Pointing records

========

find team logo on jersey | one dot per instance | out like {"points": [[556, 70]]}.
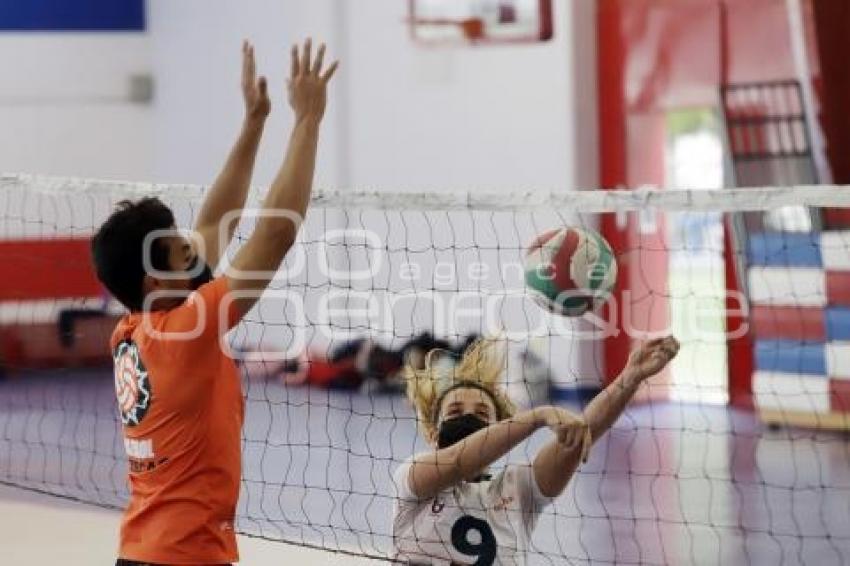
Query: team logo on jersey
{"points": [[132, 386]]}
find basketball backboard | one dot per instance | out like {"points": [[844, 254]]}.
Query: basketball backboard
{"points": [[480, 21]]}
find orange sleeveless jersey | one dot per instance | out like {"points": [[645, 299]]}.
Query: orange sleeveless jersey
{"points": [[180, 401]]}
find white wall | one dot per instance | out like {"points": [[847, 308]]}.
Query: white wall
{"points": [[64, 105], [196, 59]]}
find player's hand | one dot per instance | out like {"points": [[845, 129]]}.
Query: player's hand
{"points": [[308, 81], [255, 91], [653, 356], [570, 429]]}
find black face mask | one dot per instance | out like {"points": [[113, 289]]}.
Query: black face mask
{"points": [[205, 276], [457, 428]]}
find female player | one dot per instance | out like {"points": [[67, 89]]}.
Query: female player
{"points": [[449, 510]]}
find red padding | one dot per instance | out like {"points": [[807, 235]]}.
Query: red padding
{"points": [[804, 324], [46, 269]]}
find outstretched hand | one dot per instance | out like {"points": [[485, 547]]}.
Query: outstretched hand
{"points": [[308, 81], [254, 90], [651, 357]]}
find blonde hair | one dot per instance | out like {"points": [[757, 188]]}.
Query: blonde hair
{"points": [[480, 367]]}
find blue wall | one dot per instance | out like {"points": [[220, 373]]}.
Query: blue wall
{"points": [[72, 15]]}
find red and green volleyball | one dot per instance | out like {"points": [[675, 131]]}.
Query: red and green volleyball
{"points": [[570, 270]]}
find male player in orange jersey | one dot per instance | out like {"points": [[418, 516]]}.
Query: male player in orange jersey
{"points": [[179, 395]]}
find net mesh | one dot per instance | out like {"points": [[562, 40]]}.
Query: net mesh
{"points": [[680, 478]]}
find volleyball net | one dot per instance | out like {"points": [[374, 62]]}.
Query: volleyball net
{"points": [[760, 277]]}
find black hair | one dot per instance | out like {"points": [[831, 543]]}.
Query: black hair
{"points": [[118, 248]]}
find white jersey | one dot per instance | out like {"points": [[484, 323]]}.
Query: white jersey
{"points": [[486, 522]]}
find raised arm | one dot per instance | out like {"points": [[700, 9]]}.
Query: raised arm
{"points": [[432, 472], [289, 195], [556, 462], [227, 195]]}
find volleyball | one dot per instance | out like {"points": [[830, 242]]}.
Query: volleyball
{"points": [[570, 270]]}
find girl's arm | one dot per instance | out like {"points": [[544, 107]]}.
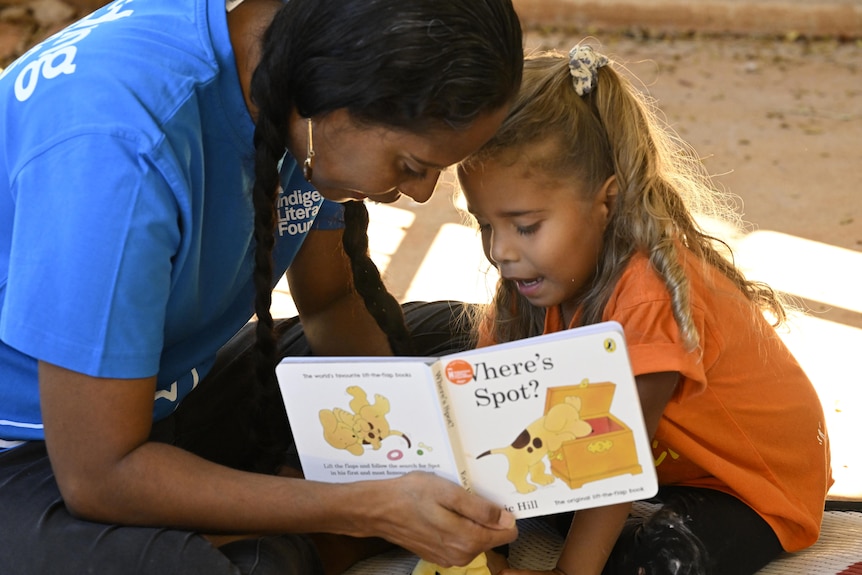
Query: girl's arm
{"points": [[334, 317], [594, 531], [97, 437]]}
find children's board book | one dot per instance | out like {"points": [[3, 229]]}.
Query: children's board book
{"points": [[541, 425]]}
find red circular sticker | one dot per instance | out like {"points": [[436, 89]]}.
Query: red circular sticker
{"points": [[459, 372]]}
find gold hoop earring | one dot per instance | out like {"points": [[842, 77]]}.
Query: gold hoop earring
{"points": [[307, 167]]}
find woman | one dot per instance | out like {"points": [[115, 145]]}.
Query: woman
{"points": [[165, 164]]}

========

**WHAT THIS TASK INVOLVES:**
Copy out all of the pointing records above word for word, omitting the pictures.

**OUTPUT FOR THIS TASK:**
find team logo on jersey | one dot per instance | out like {"points": [[556, 70]]}.
Query: team logo on jersey
{"points": [[132, 386]]}
find basketball backboard | one dot per instance | out like {"points": [[844, 254]]}.
Query: basketball backboard
{"points": [[480, 21]]}
find orange sleeveless jersey | one dot per instance | out like {"points": [[645, 299]]}.
Query: orange sleeveless jersey
{"points": [[180, 401]]}
find white wall | one dot per instance | out like {"points": [[847, 308]]}.
Query: white wall
{"points": [[64, 105], [196, 59]]}
find player's hand | one dot per instance | out like {"points": [[845, 129]]}.
Query: player's hand
{"points": [[308, 81], [255, 91], [653, 356], [570, 429]]}
find black face mask | one dot per instance | out like {"points": [[113, 289]]}.
Query: black face mask
{"points": [[205, 276], [457, 428]]}
find female player | one dot per instance | out like {"points": [[67, 89]]}.
Query: female player
{"points": [[449, 510]]}
find red padding | one dot per instance | out like {"points": [[807, 235]]}.
Query: red padding
{"points": [[804, 324], [46, 269]]}
find outstretched hand | one dot per instance | out like {"points": [[485, 547]]}.
Query: outstretched hand
{"points": [[308, 81], [254, 90], [651, 357]]}
find blonde hair | one dot per instance | out like {"points": [[757, 188]]}.
Query: blonde hair
{"points": [[480, 367]]}
find blue wall | one dot per instance | out like {"points": [[220, 373]]}.
Query: blue wall
{"points": [[72, 15]]}
find red and green volleyball | one dot per instance | out like {"points": [[675, 131]]}.
Query: red and green volleyball
{"points": [[570, 270]]}
find male player in orange jersey | one dot per instance | out like {"points": [[418, 516]]}.
Query: male player in orange jersey
{"points": [[179, 395]]}
find net mesh | one dot per instance | out like {"points": [[562, 40]]}.
Query: net mesh
{"points": [[680, 478]]}
find volleyball net | one dot per instance | out like {"points": [[374, 62]]}.
Query: volleyball net
{"points": [[760, 277]]}
find black hair | one dot per instance | out like {"points": [[831, 543]]}.
Query: black hair
{"points": [[118, 248]]}
find white jersey | one dot per instance | out like {"points": [[484, 323]]}.
Query: white jersey
{"points": [[486, 522]]}
find raised arm | one dot per instance | out like {"points": [[700, 9]]}.
Query: raised arm
{"points": [[432, 472], [289, 195], [556, 462], [227, 195]]}
find volleyball | one dot per instance | out like {"points": [[830, 242]]}.
Query: volleyball
{"points": [[570, 270]]}
find girl's arm | one dot per instance | out like {"points": [[544, 107]]}.
Query: girl's arm
{"points": [[334, 317], [594, 531], [97, 437]]}
find children's board book | one dot per instance | out like {"points": [[3, 229]]}.
Query: children's board book
{"points": [[541, 425]]}
find red circular sticker | one dot per instance | out like {"points": [[436, 89]]}.
Query: red circular sticker
{"points": [[459, 372]]}
find gold hoop earring | one dot per instance | out like {"points": [[842, 77]]}.
Query: gold hoop earring
{"points": [[307, 167]]}
find woman | one dot per instance | out like {"points": [[115, 145]]}.
Query: woman
{"points": [[165, 164]]}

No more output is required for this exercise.